Record excerpts
════════════════

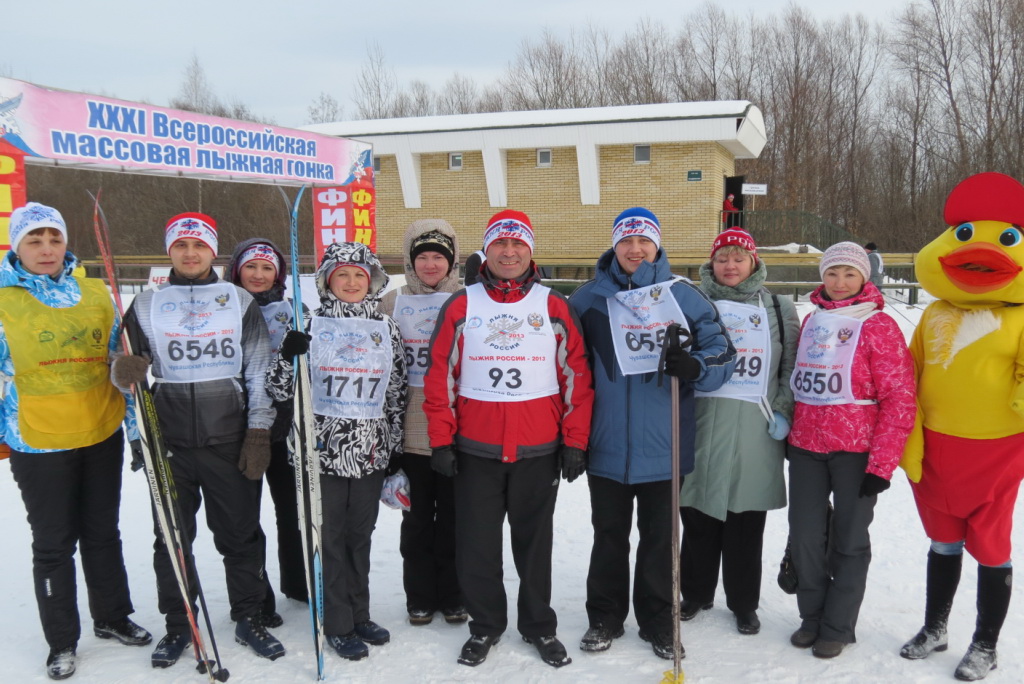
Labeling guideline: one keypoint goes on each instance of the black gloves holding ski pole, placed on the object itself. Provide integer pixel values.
(676, 360)
(572, 462)
(442, 461)
(128, 370)
(295, 343)
(872, 485)
(255, 457)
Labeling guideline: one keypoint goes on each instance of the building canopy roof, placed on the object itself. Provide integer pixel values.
(736, 125)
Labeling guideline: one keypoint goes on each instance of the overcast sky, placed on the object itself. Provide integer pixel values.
(276, 56)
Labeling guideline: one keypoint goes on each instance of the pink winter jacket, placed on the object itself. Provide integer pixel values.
(883, 370)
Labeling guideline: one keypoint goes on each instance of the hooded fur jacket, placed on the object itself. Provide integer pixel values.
(416, 421)
(352, 447)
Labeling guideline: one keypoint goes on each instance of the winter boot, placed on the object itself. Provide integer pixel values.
(748, 623)
(599, 637)
(943, 578)
(251, 632)
(348, 646)
(475, 650)
(169, 649)
(60, 664)
(123, 630)
(689, 609)
(421, 615)
(551, 649)
(456, 614)
(994, 587)
(372, 633)
(660, 643)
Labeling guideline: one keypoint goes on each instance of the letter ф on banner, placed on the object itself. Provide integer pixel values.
(345, 214)
(11, 186)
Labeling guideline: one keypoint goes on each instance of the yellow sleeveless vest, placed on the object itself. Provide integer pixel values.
(66, 399)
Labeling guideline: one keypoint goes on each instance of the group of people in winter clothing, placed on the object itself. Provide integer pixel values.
(483, 397)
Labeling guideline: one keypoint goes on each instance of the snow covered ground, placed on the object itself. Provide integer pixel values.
(892, 612)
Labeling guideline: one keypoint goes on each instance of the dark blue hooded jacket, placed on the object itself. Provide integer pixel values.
(631, 432)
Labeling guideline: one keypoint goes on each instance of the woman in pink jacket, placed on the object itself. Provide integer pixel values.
(855, 407)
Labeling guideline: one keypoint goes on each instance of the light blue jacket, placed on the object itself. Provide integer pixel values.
(631, 431)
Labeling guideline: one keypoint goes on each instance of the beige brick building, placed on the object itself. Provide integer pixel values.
(572, 171)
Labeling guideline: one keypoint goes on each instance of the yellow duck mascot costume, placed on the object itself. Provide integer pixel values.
(966, 457)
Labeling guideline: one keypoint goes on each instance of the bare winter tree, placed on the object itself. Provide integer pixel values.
(550, 75)
(422, 99)
(458, 96)
(325, 110)
(377, 86)
(196, 93)
(639, 68)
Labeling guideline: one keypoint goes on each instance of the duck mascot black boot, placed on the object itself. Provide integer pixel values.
(943, 578)
(994, 586)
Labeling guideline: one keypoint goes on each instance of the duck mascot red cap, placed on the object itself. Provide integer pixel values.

════════════════

Problem statement
Copy the listing above line for line, without changing anything, and leave out the pictures.

Exercise solution
Labeling guideline: one keypoint goes on each instance of the black gloves holding ski pole, placed on the object itself. Provide integer pixel values.
(676, 360)
(572, 462)
(442, 461)
(128, 370)
(295, 343)
(872, 485)
(255, 457)
Labeling guideline: one keypoint goes on each instance of the building canopy roof, placed on the object itself. Provide integer pixel values.
(736, 125)
Labeling guideline: one keypoint goes on each instance of the overcast sky, placed on the object itself. Provide integer pixel values.
(276, 56)
Labeling guideline: one keypoint goes on each instance of the pink winter jacket, placed on the object itself. Provide integer pixel values.
(883, 370)
Labeling guideline: one keypoint goes on each instance of the hooded fur jacket, placed on the object itself. Provide integer pixel values.
(416, 421)
(352, 447)
Labeling guideline: one keypoint goes on each instance of the winter boot, placed on the object itself. Provide integer pixel values.
(748, 623)
(599, 637)
(943, 578)
(251, 632)
(348, 646)
(475, 650)
(169, 649)
(60, 664)
(123, 630)
(689, 609)
(421, 615)
(551, 649)
(456, 614)
(994, 587)
(372, 633)
(660, 643)
Labeling guideline: one keypoint goes on each instance of the letter ф on banner, placed on the object itself. Provide integer pixel values.
(345, 214)
(11, 186)
Labeling guideline: one keypoint goes on each instance of the yellow sleeveless vest, placed on the object itself. Provide integer pixel values.
(66, 399)
Labeling guideline: one keypoint goes on each instance of the group of people in winter clothing, placed on the object itself. Provide integer pixel values.
(483, 397)
Labeling guideline: one keypoint goes on each instance of the snow covered ground, placed on the object itself. Provide integer pixel values.
(892, 612)
Labeling guideline: one keypoint goes on each instance of the dark blue hooded jacket, placed on the object itself. Provide integer pixel values.
(631, 432)
Labeling guideline: one keypoint goes on each instance of the woman in pink jacket, placed on the object itself. Provide integer pixel values.
(855, 407)
Labeling guideline: one keypoint goes on each instance of the light blue jacket, placed on the object itself. Provide integer pixel values.
(631, 431)
Labeling guideline: one keypoint goes on each instance of the beige brick building, placed on the object itself. Provide integer pixel values.
(572, 171)
Labeling guideline: one keypoint goes on each instance of the yellow duck mascot costume, placed on the object itself. Provide integer pixel values.
(966, 457)
Labeling guideline: one keypoint goes on each instance of the bare winter tree, placed on the object itself. Provide integer pixel values.
(550, 75)
(422, 99)
(458, 96)
(325, 110)
(377, 86)
(196, 93)
(639, 68)
Labeling guideline: one keypoint goes on each instance of the duck mascot black boot, placed on the object itself. Provide integer pixel values.
(943, 578)
(994, 586)
Labeling guideline: one keypoint goes on each instance of the duck mascot red cap, placed on the object itself. Provide integer pixel values.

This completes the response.